WORK INSTRUCTION
The reply should consist of every entry, repeated exactly.

EXCERPTED RECORDS

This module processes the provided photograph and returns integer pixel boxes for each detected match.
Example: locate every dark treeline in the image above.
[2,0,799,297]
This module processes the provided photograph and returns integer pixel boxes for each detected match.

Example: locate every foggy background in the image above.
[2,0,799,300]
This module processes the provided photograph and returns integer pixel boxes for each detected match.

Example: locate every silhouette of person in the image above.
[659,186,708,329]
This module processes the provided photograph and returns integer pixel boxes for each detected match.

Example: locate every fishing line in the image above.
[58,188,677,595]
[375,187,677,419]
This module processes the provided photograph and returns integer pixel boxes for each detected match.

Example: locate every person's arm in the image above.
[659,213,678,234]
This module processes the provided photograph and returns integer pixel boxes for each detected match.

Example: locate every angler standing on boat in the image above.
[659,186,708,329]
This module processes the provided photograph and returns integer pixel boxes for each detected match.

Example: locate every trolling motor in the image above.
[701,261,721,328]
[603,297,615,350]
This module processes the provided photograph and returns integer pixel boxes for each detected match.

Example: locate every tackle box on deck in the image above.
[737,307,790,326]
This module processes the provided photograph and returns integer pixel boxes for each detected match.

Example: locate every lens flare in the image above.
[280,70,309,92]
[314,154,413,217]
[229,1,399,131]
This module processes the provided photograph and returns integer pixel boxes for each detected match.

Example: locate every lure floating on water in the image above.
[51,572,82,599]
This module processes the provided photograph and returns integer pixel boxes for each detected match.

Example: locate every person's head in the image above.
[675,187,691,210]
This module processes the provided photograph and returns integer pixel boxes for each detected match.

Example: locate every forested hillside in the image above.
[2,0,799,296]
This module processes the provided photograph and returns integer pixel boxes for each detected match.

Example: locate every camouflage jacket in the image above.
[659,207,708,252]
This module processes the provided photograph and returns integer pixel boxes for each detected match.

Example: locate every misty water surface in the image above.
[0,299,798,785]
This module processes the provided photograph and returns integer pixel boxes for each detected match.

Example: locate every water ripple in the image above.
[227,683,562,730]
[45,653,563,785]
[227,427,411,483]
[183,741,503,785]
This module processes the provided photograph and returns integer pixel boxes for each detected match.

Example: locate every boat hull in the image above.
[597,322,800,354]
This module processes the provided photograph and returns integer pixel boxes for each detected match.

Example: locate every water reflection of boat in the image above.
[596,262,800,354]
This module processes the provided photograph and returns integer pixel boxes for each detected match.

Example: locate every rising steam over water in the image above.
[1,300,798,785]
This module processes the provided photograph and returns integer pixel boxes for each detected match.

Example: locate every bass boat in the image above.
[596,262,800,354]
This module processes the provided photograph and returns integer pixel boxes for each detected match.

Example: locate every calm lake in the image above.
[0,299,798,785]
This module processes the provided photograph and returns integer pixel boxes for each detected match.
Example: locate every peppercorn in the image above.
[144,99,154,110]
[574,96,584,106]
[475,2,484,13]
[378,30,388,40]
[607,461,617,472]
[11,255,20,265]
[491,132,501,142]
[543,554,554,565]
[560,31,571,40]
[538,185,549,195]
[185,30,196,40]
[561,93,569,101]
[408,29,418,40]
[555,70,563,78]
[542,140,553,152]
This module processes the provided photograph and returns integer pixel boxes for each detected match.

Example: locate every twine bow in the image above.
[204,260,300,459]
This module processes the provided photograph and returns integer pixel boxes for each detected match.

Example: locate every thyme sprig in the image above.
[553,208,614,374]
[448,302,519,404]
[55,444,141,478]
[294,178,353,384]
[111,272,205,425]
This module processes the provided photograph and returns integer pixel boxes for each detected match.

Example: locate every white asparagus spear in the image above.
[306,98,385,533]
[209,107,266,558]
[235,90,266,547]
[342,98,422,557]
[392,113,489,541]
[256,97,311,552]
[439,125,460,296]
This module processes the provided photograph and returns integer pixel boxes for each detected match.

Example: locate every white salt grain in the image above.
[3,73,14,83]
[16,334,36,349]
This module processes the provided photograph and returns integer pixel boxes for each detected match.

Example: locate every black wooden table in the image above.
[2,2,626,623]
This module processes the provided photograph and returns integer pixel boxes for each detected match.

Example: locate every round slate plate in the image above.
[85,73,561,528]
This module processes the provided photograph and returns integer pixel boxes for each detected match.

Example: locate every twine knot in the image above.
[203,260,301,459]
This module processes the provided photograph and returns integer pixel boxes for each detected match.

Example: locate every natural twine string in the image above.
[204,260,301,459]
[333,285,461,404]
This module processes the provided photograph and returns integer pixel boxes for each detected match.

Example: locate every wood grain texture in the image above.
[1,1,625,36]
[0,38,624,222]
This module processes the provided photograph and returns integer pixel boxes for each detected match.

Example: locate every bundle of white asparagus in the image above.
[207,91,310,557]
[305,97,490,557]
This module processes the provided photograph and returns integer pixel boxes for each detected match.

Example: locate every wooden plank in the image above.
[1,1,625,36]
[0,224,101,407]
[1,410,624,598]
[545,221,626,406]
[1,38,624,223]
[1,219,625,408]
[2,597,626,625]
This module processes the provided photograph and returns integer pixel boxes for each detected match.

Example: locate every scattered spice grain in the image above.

FINISHED TASK
This module processes the provided photograph and returns integer pixel boxes for each detected match.
Example: locate every dark treeline in the image above.
[2,0,799,297]
This module processes the provided photograph and returns integer pixel boxes for each detected match.

Example: locate every foggy background in the image above.
[2,0,799,300]
This module processes the provided photograph and returns integer pixel boxes for each detected match.

Example: locate every silhouette of person in the image above.
[659,186,708,329]
This module processes the provided photograph and returns integer pixel boxes for each detected match.

Example: locate every fishing line in the image above.
[58,188,677,595]
[375,187,677,419]
This module processes the provided photograph and returns integer pixel boxes for each detected match.

Example: locate every person's arm in the image above.
[659,213,678,234]
This module processes the provided photograph and returns integer pixel boxes for each detected match.

Example: locate every angler standing on boat in the image above.
[659,186,708,329]
This module processes the provided photograph and returns integer pixel boxes for each detected match.

Example: locate every trolling motor in the image above.
[701,261,721,328]
[603,297,615,350]
This module processes the provided photograph and returns integer pixel boxes for each detected match.

Example: locate every tackle box on deck in the image above.
[737,307,790,326]
This module processes the provided photograph and returns integer pixel boxes for each detected match.

Example: locate every lens flare in the image above.
[280,70,309,92]
[314,154,413,217]
[229,1,399,131]
This module processes the provided photograph and returns integer pixel boxes for each detected match.

Example: locate every lure floating on water in the image above.
[51,572,82,599]
This module processes the provided photograph and returns integer pixel boxes for each detected match.

Example: locate every person's head in the image above.
[675,187,691,210]
This module processes the provided photograph and returns integer pixel boxes for each detected match.

Example: locate every forested hillside in the image above.
[2,0,799,296]
This module processes the provided photograph and returns integer pixel boxes for each detected match.

Example: locate every camouflage jacket in the image above.
[659,207,708,252]
This module processes the provided photograph and returns integer pixel boxes for each detected match.

Example: locate every misty water surface in the image above.
[0,299,798,785]
This module processes the provided photograph and returns integer pixel boxes for each detected match.

Example: locate every water ripple in the image above.
[227,683,562,730]
[45,653,563,785]
[227,427,411,483]
[183,741,503,785]
This module processes the provided photograph and returns integer pixel boxes for each detected match.

Example: locate every boat hull in the image above.
[597,322,800,354]
This module processes the provided photograph and returns integer pixel boxes for each detected match.

Example: locate every water reflection of boat in the image above.
[596,262,800,354]
This module processes the provided photograph and returns integer pixel boxes for each detected match.

Example: locate every rising steam over water in the image above.
[1,300,798,785]
This module processes the provided photograph and returns integer pixel boxes for each detected match.

Example: locate every bass boat in the image above.
[596,262,800,354]
This module processes the provided photograph and returns integer pixel boxes for each detected match.

Example: locate every calm lake in the image above.
[0,299,798,785]
This module processes the provided photograph and returns integer pixel boxes for each detected match.
Example: locate every peppercorn in the image above.
[144,99,154,110]
[574,96,584,106]
[475,2,484,13]
[378,30,388,40]
[607,461,617,472]
[11,255,20,265]
[491,132,501,142]
[543,554,554,565]
[560,31,571,40]
[538,185,549,195]
[185,30,196,40]
[561,93,569,101]
[408,29,418,40]
[555,70,563,78]
[542,140,553,152]
This module processes the provided photograph and returns integer pixel boxes for each detected match.

Example: locate every twine bow in the image above.
[204,260,300,459]
This module processes the provided photograph and returns integer pixel boxes for each detected match.

Example: locate every thyme sprig in the image above.
[553,208,614,374]
[448,302,519,404]
[55,444,141,478]
[294,178,353,384]
[111,272,205,425]
This module processes the provided photograph and returns integer pixel boxes for each detected match.

Example: locate every white asparagus spear in the image above.
[306,98,385,533]
[209,107,266,558]
[235,90,266,547]
[342,98,422,557]
[392,113,489,541]
[256,97,311,552]
[439,125,460,296]
This module processes the provided photograph and returns integer pixel boxes for each detected match.

Example: locate every white salt grain in the image above.
[3,73,14,83]
[16,334,36,349]
This module processes the provided photograph and returns integer pixel boxes for each detected match.

Example: locate every black wooden table in the image above.
[2,2,626,623]
This module processes the provided photograph and returns integer pixel boxes for each detected match.

Example: locate every round slate plate in the image above.
[85,73,561,528]
This module processes the provided photograph and returns integer pixel boxes for each detected match.

Example: locate every twine knot in the image above.
[203,260,301,459]
This module processes the provided photograph and returns integer pixel boxes for each detected match.

Example: locate every natural twine string in the image above.
[204,260,301,459]
[333,285,461,404]
This module processes the provided photograph and returns integer pixel boxes for each detected match.

Example: locate every wood grain texture in the image above.
[1,1,625,36]
[0,38,624,222]
This module processes the provided photograph and returns integer pixel boxes for each detected match.

Example: locate every bundle of white asparagus in the image above.
[207,91,310,557]
[305,97,490,557]
This module processes the provided photograph and returns integer pixel boxes for each detected match.

Example: locate every wooden plank in the image above.
[1,1,625,36]
[0,224,101,407]
[1,410,624,598]
[545,221,626,406]
[1,38,624,223]
[1,219,625,408]
[2,597,626,625]
This module processes the provided photograph and returns integer pixel boxes for each detected match.

Example: locate every scattered spice grain in the image above.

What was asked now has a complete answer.